**DIRECTION**. Update everything from the line containing "the red sports" down to the line containing "[243,99,294,192]" by changing "conservation database" to "parking database", and write out those lines again with nothing else altered.

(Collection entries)
◆ ◆ ◆ ◆ ◆
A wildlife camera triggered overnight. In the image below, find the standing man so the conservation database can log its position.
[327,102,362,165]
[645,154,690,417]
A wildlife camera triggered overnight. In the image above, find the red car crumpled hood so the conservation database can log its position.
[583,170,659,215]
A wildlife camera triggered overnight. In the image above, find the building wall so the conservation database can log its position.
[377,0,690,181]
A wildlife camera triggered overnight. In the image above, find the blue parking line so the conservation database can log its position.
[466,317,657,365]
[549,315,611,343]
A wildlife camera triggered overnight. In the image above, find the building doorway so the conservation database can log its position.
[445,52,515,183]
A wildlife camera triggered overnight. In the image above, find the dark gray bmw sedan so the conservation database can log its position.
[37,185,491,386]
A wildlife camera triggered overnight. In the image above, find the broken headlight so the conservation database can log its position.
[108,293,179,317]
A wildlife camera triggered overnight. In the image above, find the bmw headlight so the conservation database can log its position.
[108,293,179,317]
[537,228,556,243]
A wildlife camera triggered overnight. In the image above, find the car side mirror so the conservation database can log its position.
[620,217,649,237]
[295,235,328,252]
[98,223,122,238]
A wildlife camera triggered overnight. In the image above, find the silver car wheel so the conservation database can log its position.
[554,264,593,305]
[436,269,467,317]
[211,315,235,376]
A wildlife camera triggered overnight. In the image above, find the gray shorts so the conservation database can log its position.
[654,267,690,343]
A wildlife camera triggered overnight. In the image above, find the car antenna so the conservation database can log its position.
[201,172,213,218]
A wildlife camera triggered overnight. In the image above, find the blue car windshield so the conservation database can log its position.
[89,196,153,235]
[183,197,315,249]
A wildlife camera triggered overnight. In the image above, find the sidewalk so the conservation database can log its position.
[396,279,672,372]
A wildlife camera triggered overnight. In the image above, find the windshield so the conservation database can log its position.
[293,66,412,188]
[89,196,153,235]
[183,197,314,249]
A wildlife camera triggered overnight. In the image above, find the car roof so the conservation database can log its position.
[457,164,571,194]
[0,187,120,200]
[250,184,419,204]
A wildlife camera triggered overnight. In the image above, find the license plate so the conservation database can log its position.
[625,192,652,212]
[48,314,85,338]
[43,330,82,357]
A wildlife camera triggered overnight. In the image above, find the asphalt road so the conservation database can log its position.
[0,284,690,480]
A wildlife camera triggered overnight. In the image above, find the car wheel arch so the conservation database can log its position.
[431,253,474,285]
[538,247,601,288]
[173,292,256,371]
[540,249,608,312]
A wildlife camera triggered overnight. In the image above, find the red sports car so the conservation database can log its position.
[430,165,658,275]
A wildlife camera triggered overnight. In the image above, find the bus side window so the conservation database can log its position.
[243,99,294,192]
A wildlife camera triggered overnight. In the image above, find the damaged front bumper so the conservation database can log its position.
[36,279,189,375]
◆ ◆ ◆ ◆ ◆
**THE OUTPUT**.
A wildlife camera triggered overnight. In the image above, find the red sports car so the parking database can log its position.
[430,165,658,275]
A wildlife camera triggered overnight. In the image above, find the bus side window so the parking database can log its position.
[243,99,294,192]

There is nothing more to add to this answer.